## REQUIRED WORK
Print every one of the items below verbatim, changing nothing.

* Start MATERIAL TO PROCESS *

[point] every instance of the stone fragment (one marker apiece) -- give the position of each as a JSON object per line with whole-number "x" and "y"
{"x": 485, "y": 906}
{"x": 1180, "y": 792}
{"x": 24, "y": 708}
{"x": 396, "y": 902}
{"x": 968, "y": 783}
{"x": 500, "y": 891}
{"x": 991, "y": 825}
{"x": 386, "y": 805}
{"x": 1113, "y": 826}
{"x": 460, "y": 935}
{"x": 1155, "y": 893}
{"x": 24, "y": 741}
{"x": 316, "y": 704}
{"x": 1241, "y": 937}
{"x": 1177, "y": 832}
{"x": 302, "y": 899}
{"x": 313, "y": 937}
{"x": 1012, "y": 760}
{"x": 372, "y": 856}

* End MATERIAL TO PROCESS *

## WORKED ANSWER
[point] every instance of the stone fragment (one marker apiece) -- give the position of each as a JSON object per line with whole-number "x" and "y"
{"x": 485, "y": 906}
{"x": 1180, "y": 792}
{"x": 24, "y": 708}
{"x": 396, "y": 902}
{"x": 968, "y": 783}
{"x": 500, "y": 891}
{"x": 991, "y": 825}
{"x": 386, "y": 805}
{"x": 1113, "y": 826}
{"x": 460, "y": 935}
{"x": 1155, "y": 893}
{"x": 24, "y": 741}
{"x": 316, "y": 704}
{"x": 1241, "y": 937}
{"x": 1177, "y": 832}
{"x": 302, "y": 899}
{"x": 313, "y": 937}
{"x": 1012, "y": 760}
{"x": 372, "y": 856}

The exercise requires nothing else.